Goal of the exercise: Please arrange every one of the rows below as a numbered list, dropping blank lines and omitting the pictures.

Stored rows
>>

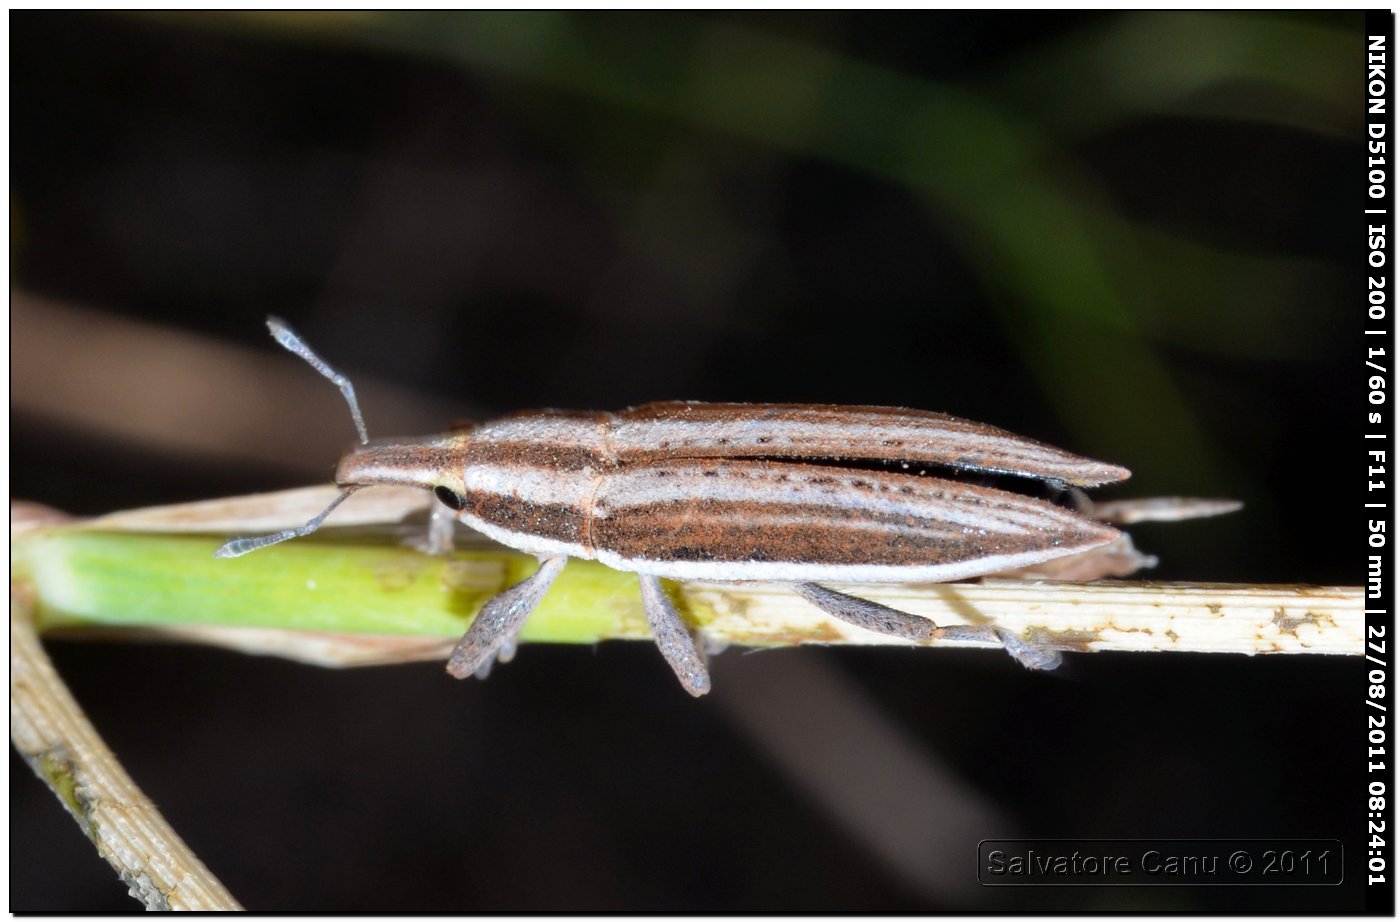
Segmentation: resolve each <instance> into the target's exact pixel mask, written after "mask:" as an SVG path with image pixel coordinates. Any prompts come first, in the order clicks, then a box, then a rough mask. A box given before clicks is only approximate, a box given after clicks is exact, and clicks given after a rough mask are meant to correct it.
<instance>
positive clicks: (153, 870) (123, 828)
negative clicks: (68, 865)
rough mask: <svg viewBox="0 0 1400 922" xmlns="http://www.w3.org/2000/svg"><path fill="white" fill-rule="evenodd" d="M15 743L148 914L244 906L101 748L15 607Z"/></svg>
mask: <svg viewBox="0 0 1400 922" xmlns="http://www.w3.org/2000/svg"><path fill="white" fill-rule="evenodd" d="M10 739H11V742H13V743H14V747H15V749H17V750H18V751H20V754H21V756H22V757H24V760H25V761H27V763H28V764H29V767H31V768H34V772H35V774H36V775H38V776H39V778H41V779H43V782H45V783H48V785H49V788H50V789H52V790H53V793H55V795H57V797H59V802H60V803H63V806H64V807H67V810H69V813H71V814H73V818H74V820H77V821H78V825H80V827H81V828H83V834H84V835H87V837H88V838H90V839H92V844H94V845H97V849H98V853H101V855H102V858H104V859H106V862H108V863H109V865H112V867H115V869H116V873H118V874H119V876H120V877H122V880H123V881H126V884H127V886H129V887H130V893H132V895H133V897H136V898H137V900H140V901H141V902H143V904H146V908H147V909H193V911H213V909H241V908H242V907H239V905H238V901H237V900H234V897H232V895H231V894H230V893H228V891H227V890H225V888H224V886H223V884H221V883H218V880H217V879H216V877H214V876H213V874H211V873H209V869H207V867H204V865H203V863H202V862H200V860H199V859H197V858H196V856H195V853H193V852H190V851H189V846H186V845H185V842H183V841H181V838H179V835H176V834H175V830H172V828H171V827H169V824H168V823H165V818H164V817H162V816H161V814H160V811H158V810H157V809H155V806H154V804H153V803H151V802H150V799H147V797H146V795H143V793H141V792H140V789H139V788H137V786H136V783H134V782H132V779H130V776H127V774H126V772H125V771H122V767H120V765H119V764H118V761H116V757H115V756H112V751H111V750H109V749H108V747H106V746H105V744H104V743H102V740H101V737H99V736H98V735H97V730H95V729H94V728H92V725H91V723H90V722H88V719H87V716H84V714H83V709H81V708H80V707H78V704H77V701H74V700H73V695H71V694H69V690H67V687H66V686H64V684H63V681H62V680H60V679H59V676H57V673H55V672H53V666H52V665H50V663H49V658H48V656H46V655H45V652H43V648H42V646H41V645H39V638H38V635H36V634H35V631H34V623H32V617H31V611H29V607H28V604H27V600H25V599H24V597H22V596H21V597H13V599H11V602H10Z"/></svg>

<<

Problem solution:
1. Segmentation: resolve each <instance> into the target's exact pixel mask, written after "mask:" as an SVG path with image pixel coordinates. Any prompts come first, in the order clicks, then a box, then a rough mask. A box given before clicks is only approximate, a box given after clicks is exact, and clicks given after a rough mask are meant to correct it.
2. <instance>
3. positive clicks: (153, 870) (123, 828)
4. negative clicks: (68, 865)
5. rough mask: <svg viewBox="0 0 1400 922" xmlns="http://www.w3.org/2000/svg"><path fill="white" fill-rule="evenodd" d="M15 743L148 914L244 906L101 748L15 607Z"/></svg>
6. mask: <svg viewBox="0 0 1400 922" xmlns="http://www.w3.org/2000/svg"><path fill="white" fill-rule="evenodd" d="M10 739H11V742H13V743H14V747H15V749H17V750H18V751H20V754H21V756H22V757H24V760H25V761H27V763H28V764H29V767H31V768H34V772H35V774H36V775H38V776H39V778H41V779H43V782H45V783H48V785H49V788H50V789H52V790H53V793H55V795H57V797H59V802H60V803H63V806H64V807H67V810H69V813H71V814H73V818H74V820H77V821H78V825H80V827H81V828H83V834H84V835H87V837H88V838H90V839H92V844H94V845H97V849H98V853H101V855H102V858H104V859H106V862H108V863H109V865H112V867H115V869H116V873H118V874H119V876H120V877H122V880H123V881H126V884H127V886H129V887H130V893H132V895H133V897H136V898H137V900H140V901H141V902H143V904H146V908H147V909H193V911H213V909H241V908H242V907H239V905H238V901H237V900H234V897H232V895H231V894H230V893H228V891H227V890H225V888H224V886H223V884H221V883H218V880H217V879H216V877H214V876H213V874H211V873H209V869H207V867H204V865H203V863H202V862H200V860H199V859H197V858H196V856H195V853H193V852H190V851H189V846H186V845H185V842H183V841H181V838H179V835H176V834H175V830H172V828H171V827H169V824H168V823H165V818H164V817H162V816H161V814H160V811H158V810H157V809H155V806H154V804H153V803H151V802H150V799H147V797H146V795H143V793H141V792H140V789H139V788H137V786H136V783H134V782H132V779H130V776H127V774H126V772H125V771H122V767H120V765H119V764H118V761H116V757H115V756H112V751H111V750H109V749H108V747H106V746H105V744H104V743H102V740H101V737H99V736H98V735H97V730H95V729H94V728H92V725H91V723H90V722H88V719H87V716H84V714H83V709H81V708H80V707H78V704H77V701H74V700H73V695H71V694H69V690H67V687H66V686H64V684H63V681H62V680H60V679H59V676H57V673H55V672H53V666H52V665H50V663H49V658H48V656H46V655H45V652H43V648H42V646H41V645H39V638H38V635H36V634H35V631H34V623H32V617H31V611H29V607H28V604H27V600H25V599H24V597H22V596H21V597H13V599H11V602H10Z"/></svg>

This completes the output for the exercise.